======== Listed records ========
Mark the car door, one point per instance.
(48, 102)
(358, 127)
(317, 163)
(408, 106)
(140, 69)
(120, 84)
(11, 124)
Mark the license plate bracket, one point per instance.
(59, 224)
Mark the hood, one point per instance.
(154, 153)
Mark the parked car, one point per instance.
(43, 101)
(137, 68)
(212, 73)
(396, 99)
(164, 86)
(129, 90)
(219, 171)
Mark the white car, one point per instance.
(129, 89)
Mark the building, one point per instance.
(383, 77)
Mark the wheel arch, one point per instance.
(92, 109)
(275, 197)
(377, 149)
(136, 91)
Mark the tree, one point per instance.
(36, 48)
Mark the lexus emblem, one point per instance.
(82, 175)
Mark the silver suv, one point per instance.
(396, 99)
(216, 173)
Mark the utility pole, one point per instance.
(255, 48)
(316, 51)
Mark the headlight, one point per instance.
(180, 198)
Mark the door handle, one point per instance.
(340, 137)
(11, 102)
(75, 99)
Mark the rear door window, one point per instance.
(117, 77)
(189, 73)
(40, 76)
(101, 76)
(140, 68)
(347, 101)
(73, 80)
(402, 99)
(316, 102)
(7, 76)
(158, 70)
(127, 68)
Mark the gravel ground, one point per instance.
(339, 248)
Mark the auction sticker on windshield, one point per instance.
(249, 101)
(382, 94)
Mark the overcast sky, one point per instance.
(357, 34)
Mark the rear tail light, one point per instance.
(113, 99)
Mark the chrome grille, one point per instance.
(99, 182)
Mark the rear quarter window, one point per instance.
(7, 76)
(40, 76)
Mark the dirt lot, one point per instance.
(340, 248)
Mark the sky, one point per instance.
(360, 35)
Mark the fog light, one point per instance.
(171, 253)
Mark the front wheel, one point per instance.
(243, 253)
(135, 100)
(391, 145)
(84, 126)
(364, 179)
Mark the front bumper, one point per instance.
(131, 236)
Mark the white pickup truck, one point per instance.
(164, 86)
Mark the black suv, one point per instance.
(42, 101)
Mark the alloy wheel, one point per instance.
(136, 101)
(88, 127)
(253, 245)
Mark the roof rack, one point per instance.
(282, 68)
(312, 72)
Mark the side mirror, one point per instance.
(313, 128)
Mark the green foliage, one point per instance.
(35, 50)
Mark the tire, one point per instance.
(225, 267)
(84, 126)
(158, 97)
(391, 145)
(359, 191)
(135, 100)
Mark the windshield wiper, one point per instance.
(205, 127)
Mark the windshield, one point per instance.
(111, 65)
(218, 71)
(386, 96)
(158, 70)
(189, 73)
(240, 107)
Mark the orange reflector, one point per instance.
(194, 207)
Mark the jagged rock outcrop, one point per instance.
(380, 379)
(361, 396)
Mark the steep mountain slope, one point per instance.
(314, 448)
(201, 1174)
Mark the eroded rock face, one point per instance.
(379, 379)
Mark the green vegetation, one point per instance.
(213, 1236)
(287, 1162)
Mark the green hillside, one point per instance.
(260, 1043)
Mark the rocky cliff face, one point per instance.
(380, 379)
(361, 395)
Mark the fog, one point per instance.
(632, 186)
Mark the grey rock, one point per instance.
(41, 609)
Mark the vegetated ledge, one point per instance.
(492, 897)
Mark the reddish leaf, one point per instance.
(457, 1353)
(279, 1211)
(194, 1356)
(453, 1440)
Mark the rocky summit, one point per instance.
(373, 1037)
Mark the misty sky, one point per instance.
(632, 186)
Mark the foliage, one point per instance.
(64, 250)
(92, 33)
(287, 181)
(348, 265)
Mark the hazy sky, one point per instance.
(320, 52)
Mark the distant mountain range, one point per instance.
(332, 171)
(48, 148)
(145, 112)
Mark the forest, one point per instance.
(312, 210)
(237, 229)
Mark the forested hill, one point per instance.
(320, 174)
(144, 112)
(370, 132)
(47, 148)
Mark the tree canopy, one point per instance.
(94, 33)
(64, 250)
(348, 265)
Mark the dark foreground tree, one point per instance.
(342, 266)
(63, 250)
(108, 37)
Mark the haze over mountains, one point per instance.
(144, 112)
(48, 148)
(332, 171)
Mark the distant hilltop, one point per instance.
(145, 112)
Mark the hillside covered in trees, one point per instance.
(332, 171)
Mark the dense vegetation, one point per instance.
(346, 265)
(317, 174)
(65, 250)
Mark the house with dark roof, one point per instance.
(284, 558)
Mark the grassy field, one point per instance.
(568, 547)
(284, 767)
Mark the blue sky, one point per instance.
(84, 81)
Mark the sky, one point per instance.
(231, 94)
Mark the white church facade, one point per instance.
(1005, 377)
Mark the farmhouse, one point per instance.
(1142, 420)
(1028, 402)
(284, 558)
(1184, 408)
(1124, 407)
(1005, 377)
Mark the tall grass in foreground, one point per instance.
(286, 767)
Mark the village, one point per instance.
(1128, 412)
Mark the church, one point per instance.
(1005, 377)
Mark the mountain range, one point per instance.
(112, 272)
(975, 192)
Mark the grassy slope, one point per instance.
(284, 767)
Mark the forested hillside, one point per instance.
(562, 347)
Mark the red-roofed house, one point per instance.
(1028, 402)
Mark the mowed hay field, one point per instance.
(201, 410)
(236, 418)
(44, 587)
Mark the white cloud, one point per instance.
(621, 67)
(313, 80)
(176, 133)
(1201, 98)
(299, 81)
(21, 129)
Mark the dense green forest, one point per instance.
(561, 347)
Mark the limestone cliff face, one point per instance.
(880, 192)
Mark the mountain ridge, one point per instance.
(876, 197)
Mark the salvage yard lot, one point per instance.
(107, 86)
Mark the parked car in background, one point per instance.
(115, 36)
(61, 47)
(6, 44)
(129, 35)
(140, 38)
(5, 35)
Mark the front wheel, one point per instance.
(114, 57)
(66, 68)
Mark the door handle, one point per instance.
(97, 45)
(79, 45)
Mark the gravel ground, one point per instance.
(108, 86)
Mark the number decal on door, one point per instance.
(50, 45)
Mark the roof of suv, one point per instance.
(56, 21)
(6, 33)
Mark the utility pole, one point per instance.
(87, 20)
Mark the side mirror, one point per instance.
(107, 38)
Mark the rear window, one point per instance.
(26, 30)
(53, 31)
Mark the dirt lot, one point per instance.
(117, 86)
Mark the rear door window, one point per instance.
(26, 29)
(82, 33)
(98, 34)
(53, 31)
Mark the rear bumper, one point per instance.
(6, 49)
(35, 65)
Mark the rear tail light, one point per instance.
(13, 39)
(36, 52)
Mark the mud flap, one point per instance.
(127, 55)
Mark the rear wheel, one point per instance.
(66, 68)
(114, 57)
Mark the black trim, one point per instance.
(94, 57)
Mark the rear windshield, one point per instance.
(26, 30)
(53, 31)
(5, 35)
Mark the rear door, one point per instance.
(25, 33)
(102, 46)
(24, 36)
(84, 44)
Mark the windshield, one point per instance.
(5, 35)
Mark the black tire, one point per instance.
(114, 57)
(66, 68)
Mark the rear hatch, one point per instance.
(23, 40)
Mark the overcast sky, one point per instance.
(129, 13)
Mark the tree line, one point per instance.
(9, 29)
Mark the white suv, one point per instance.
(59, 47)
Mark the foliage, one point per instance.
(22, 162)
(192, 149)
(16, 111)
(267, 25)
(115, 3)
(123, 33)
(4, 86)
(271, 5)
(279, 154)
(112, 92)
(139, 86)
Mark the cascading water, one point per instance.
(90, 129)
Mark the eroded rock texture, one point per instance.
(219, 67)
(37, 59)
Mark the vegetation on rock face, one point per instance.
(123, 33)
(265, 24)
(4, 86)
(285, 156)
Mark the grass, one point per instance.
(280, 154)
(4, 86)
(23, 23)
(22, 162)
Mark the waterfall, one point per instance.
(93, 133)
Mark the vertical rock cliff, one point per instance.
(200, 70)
========
> [Task to carry out]:
Please reproduce each entry above exactly as it reads.

> [Response]:
Mark the car door, one point per instance.
(48, 102)
(358, 127)
(317, 163)
(408, 106)
(140, 69)
(120, 84)
(11, 124)
Mark the license plate bracket, one point per instance.
(59, 224)
Mark the hood, one point per instance.
(154, 153)
Mark the parked car, one point per instance.
(43, 101)
(137, 68)
(212, 73)
(396, 99)
(164, 86)
(129, 90)
(219, 171)
Mark the white car, one point per instance.
(129, 89)
Mark the building, one point per instance.
(383, 77)
Mark the wheel arch, one point per instance.
(92, 109)
(275, 197)
(377, 149)
(136, 91)
Mark the tree, one point per instance.
(36, 48)
Mark the lexus emblem, one point per instance.
(82, 175)
Mark the silver suv, one point per instance.
(396, 99)
(216, 173)
Mark the utility pole, one point per instance.
(255, 48)
(316, 51)
Mark the headlight, one point per instance.
(180, 198)
Mark the door handle, one point per instance.
(340, 137)
(11, 102)
(75, 99)
Mark the rear door window, one point per instance.
(117, 77)
(189, 73)
(40, 76)
(101, 76)
(140, 68)
(347, 101)
(73, 80)
(402, 99)
(316, 102)
(7, 76)
(158, 70)
(127, 68)
Mark the gravel ground, one point per instance.
(339, 248)
Mark the auction sticker on windshield, one point per instance.
(249, 101)
(382, 94)
Mark the overcast sky, one point per instance.
(357, 34)
Mark the rear tail light, one point per instance.
(113, 99)
Mark the chrome grille, one point per instance.
(99, 182)
Mark the rear quarter window, one point per instance.
(7, 76)
(40, 76)
Mark the dirt lot, one point per instance.
(340, 248)
Mark the sky, one point per instance.
(360, 35)
Mark the fog light, one point per instance.
(171, 253)
Mark the front wheel, one point per instance.
(243, 253)
(135, 100)
(391, 145)
(84, 126)
(364, 179)
Mark the front bumper, one point per instance.
(131, 236)
Mark the white pickup truck, one point per instance.
(164, 86)
Mark the black suv, one point per instance.
(42, 101)
Mark the alloy wheel, one point per instance.
(136, 101)
(88, 127)
(253, 245)
Mark the roof rack, one point per instance.
(282, 68)
(312, 72)
Mark the side mirror, one point per instance.
(313, 128)
Mark the green foliage, one point per instance.
(35, 50)
Mark the tire, one point per instance.
(225, 267)
(84, 126)
(158, 97)
(391, 145)
(359, 191)
(135, 100)
Mark the windshield wiper, one point per instance.
(205, 127)
Mark the windshield, one point per instance.
(111, 65)
(218, 71)
(386, 96)
(158, 70)
(189, 73)
(240, 107)
Mark the orange reflector, one point per instance.
(194, 207)
Mark the jagged rock outcrop, one point per instance.
(380, 379)
(361, 396)
Mark the steep mountain slope, one point per instance.
(314, 448)
(201, 1174)
Mark the eroded rock face, one point per instance.
(379, 379)
Mark the green vegetation, one point per instance.
(213, 1236)
(287, 1162)
Mark the green hillside, one point per instance.
(260, 1043)
Mark the rocky cliff face, one point per instance.
(380, 379)
(361, 395)
Mark the fog, one point per instance.
(632, 186)
Mark the grey rock, one point per instance.
(41, 609)
Mark the vegetated ledge, one point per instance.
(492, 897)
Mark the reddish leaf, one point per instance.
(457, 1353)
(279, 1211)
(194, 1356)
(453, 1440)
Mark the rocky summit, one point per instance.
(373, 1037)
Mark the misty sky, one point per instance.
(632, 186)
Mark the foliage, one point per instance.
(64, 250)
(92, 33)
(287, 181)
(348, 265)
Mark the hazy sky, one point per instance.
(320, 52)
Mark the distant mountain range, one point per instance.
(332, 171)
(48, 148)
(145, 112)
Mark the forest, one point per instance.
(312, 210)
(237, 229)
Mark the forested hill, one point per instance.
(320, 174)
(144, 112)
(370, 132)
(47, 148)
Mark the tree canopy, one point per instance.
(94, 33)
(64, 250)
(348, 265)
Mark the dark foreground tree, one point per instance.
(342, 266)
(63, 250)
(108, 37)
Mark the haze over mountains, one point per instance.
(144, 112)
(48, 148)
(332, 171)
Mark the distant hilltop, one point per instance.
(145, 112)
Mark the hillside covered in trees, one point per instance.
(332, 171)
Mark the dense vegetation, one point per instance.
(346, 265)
(317, 174)
(65, 250)
Mark the house with dark roof, one point per instance.
(284, 558)
Mark the grassy field, one point per instance.
(568, 547)
(284, 767)
Mark the blue sky, one point per instance.
(84, 81)
Mark the sky, one point per instance.
(231, 94)
Mark the white church facade, one point per instance.
(1005, 377)
Mark the farmhouse, one point per instance.
(1142, 420)
(1028, 402)
(284, 558)
(1184, 408)
(1124, 407)
(1005, 377)
Mark the tall grass in foreground, one point per instance.
(286, 767)
Mark the village, one point per instance.
(1128, 412)
Mark the church, one point per instance.
(1005, 377)
Mark the mountain range, one point per instance.
(112, 272)
(975, 192)
Mark the grassy slope, one point per instance.
(284, 767)
Mark the forested hillside, one point per instance.
(562, 347)
Mark the red-roofed house, one point per instance.
(1028, 402)
Mark the mowed hay field, one point per instance.
(201, 410)
(236, 418)
(44, 587)
Mark the white cloud, one point per instance.
(621, 67)
(313, 80)
(176, 133)
(1201, 98)
(299, 81)
(21, 129)
Mark the dense green forest, one point per instance.
(561, 347)
Mark the limestone cliff face, one point per instance.
(880, 192)
Mark the mountain ridge, one point per instance.
(876, 197)
Mark the salvage yard lot, one point per instance.
(107, 86)
Mark the parked car in background, one point per instance.
(115, 36)
(61, 47)
(6, 44)
(129, 35)
(140, 38)
(5, 35)
Mark the front wheel, one point per instance.
(114, 57)
(66, 68)
Mark the door handle, one point per instance.
(97, 45)
(79, 45)
Mark the gravel ground, one point per instance.
(108, 86)
Mark the number decal on door, one point per instance.
(50, 45)
Mark the roof of suv, one point per instance.
(56, 21)
(6, 33)
Mark the utility pole, one point per instance.
(87, 20)
Mark the side mirror, one point per instance.
(107, 38)
Mark the rear window, one point per instance.
(26, 30)
(53, 31)
Mark the dirt lot, one point per instance.
(117, 86)
Mark the rear door window, one point per instance.
(26, 29)
(82, 33)
(98, 34)
(53, 31)
Mark the rear bumper, one point per instance.
(6, 49)
(35, 65)
Mark the rear tail light, one point per instance.
(13, 39)
(36, 52)
Mark the mud flap, one point per instance.
(127, 55)
Mark the rear wheel, one point per instance.
(66, 68)
(114, 57)
Mark the black trim, one point per instance.
(94, 57)
Mark the rear windshield, one point per instance.
(26, 30)
(53, 31)
(5, 35)
Mark the rear door, one point per instance.
(25, 33)
(102, 46)
(24, 36)
(84, 44)
Mark the windshield, one point per instance.
(5, 35)
Mark the black tire, one point per instance.
(114, 57)
(66, 68)
Mark the rear hatch, one point per instance.
(23, 40)
Mark the overcast sky, one point per instance.
(129, 13)
Mark the tree line, one point per instance.
(9, 29)
Mark the white suv, one point per instance.
(59, 47)
Mark the foliage, one point per instance.
(22, 162)
(192, 149)
(16, 111)
(267, 25)
(115, 3)
(123, 33)
(4, 86)
(271, 5)
(279, 154)
(112, 92)
(139, 86)
Mark the cascading water, one point per instance.
(90, 129)
Mark the eroded rock texture, one point per instance.
(219, 67)
(37, 59)
Mark the vegetation on rock face, one point per instance.
(123, 33)
(265, 24)
(4, 86)
(285, 156)
Mark the grass, one point per instance.
(280, 154)
(4, 86)
(23, 23)
(22, 162)
Mark the waterfall, one point per instance.
(93, 133)
Mark the vertical rock cliff, one point per instance.
(200, 70)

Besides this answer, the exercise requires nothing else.